Where in the data below does the word "denim" appear? Copy out every line that contains it.

== == ==

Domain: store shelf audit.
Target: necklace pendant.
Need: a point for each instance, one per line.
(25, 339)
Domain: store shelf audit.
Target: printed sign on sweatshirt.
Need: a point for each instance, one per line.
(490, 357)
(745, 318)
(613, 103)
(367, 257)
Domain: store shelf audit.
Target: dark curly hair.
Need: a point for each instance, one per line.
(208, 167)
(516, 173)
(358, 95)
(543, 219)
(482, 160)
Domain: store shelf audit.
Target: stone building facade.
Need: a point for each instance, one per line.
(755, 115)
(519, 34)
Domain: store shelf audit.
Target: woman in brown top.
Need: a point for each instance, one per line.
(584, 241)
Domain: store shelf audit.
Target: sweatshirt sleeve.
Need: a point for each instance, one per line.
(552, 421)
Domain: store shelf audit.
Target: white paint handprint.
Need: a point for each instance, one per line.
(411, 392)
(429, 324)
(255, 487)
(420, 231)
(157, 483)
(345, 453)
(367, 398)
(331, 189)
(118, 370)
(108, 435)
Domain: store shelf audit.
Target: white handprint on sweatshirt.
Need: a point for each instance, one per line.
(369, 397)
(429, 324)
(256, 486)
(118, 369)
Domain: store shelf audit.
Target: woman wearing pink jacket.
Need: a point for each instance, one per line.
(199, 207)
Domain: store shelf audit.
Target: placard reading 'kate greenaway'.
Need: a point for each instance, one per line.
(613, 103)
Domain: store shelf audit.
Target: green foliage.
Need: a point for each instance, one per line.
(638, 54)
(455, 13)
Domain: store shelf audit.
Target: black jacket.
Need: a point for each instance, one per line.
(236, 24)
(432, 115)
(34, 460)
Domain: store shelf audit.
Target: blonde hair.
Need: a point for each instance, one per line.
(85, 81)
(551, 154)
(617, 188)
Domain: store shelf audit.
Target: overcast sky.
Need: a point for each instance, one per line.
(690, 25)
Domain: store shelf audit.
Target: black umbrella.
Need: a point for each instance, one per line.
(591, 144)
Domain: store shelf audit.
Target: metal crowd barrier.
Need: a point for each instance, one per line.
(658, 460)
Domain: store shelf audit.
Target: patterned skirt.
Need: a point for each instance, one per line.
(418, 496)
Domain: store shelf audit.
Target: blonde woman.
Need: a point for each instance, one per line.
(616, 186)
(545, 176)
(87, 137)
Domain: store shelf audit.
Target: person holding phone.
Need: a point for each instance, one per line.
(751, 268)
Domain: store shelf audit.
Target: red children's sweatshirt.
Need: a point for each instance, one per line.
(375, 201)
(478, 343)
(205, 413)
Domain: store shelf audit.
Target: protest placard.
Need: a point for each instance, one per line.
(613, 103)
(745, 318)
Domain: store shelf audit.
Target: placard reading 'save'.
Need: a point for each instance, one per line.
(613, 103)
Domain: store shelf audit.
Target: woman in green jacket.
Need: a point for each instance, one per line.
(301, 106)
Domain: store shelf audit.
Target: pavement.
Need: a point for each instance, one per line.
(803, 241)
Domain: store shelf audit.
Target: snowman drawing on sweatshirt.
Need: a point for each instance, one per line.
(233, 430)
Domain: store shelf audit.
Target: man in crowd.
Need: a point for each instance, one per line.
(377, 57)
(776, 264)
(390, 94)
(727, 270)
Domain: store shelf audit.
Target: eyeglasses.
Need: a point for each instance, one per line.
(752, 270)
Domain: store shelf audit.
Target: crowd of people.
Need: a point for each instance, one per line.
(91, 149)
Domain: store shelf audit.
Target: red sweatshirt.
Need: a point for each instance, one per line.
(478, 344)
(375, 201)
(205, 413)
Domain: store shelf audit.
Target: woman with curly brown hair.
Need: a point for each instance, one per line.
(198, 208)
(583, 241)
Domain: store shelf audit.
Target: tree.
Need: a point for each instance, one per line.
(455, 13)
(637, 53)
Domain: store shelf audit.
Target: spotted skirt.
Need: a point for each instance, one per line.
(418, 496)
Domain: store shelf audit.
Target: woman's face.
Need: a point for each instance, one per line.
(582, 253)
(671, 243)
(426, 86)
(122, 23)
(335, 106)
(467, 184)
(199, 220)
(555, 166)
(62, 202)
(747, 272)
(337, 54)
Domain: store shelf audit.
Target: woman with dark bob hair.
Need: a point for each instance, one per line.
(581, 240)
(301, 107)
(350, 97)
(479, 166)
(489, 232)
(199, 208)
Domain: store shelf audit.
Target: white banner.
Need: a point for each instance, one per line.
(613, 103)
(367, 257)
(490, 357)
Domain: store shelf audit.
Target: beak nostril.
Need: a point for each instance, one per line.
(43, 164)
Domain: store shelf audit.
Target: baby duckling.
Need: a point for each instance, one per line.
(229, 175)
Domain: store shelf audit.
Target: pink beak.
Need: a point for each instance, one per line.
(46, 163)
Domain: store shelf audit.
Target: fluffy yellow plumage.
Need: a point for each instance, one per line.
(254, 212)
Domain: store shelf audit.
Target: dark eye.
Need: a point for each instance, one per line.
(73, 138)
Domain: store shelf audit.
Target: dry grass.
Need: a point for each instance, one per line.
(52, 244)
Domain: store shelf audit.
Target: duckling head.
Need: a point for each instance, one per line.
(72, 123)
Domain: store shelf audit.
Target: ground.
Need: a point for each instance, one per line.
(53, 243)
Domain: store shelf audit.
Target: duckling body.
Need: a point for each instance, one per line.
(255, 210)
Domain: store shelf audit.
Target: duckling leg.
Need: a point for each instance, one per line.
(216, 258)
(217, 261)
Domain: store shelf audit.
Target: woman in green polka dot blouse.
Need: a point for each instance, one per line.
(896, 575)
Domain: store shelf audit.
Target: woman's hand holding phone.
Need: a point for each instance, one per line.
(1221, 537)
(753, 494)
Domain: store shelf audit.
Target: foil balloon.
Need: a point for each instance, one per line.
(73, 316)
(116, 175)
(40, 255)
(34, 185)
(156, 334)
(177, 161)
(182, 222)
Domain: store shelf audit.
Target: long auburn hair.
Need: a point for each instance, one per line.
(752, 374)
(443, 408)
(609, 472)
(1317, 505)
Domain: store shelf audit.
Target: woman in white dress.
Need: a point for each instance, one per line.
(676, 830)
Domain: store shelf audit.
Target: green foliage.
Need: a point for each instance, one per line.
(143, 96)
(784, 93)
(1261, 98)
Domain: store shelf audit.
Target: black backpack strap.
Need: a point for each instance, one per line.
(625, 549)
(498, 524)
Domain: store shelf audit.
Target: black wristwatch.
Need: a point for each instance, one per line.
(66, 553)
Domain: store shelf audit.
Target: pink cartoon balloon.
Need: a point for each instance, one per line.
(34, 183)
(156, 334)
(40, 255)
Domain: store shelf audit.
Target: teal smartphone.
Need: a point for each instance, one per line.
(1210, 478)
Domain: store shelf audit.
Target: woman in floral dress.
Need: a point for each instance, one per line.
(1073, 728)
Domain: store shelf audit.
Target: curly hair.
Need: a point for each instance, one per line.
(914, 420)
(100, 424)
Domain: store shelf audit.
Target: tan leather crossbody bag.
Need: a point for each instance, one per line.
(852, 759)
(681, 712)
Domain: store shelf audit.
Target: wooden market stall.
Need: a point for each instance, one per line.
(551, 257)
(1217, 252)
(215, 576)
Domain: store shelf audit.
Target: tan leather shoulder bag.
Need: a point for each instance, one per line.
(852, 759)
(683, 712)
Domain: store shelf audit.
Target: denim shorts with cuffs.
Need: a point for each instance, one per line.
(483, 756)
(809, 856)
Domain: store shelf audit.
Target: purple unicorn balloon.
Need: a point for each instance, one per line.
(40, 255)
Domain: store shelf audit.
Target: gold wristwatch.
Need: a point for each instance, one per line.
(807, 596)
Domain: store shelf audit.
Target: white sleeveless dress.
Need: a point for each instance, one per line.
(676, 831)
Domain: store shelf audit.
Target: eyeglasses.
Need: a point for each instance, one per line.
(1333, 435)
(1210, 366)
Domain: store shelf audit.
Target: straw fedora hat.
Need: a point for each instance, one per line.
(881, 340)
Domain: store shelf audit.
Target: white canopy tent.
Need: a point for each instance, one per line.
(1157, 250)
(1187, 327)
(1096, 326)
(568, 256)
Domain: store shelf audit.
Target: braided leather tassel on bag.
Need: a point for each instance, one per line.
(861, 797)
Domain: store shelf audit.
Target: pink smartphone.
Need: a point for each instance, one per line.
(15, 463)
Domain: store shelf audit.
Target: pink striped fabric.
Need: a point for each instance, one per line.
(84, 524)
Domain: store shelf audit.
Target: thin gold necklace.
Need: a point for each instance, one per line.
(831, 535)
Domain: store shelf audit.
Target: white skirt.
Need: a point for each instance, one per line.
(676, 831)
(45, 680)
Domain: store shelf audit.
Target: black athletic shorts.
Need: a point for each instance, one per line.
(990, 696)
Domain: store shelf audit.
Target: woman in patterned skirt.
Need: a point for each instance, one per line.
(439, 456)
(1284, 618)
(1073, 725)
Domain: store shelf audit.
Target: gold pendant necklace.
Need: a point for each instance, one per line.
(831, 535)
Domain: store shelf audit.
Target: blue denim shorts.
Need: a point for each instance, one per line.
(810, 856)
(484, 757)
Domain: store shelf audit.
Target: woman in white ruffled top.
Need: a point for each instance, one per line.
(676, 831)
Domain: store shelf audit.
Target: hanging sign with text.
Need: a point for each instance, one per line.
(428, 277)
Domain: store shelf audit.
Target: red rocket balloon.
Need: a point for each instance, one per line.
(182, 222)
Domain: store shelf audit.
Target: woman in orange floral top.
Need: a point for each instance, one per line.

== == ==

**The answer**:
Target: denim shorts with cuffs.
Target: blue denim shorts.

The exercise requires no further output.